State how many lines of the listing below contain the string "wall", treating uppercase and lowercase letters as distinct, and give only the number.

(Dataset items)
######
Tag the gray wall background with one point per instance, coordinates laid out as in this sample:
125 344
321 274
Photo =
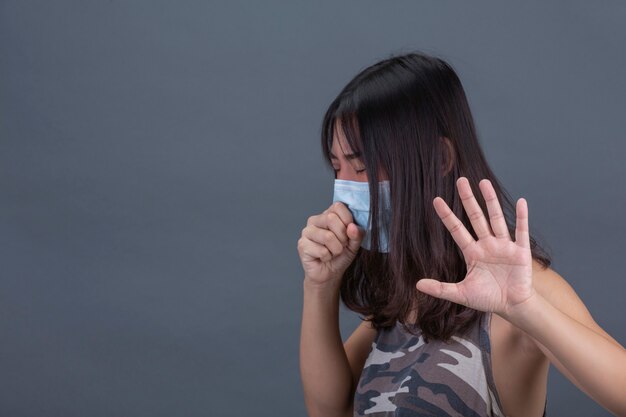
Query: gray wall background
######
Solved problem
2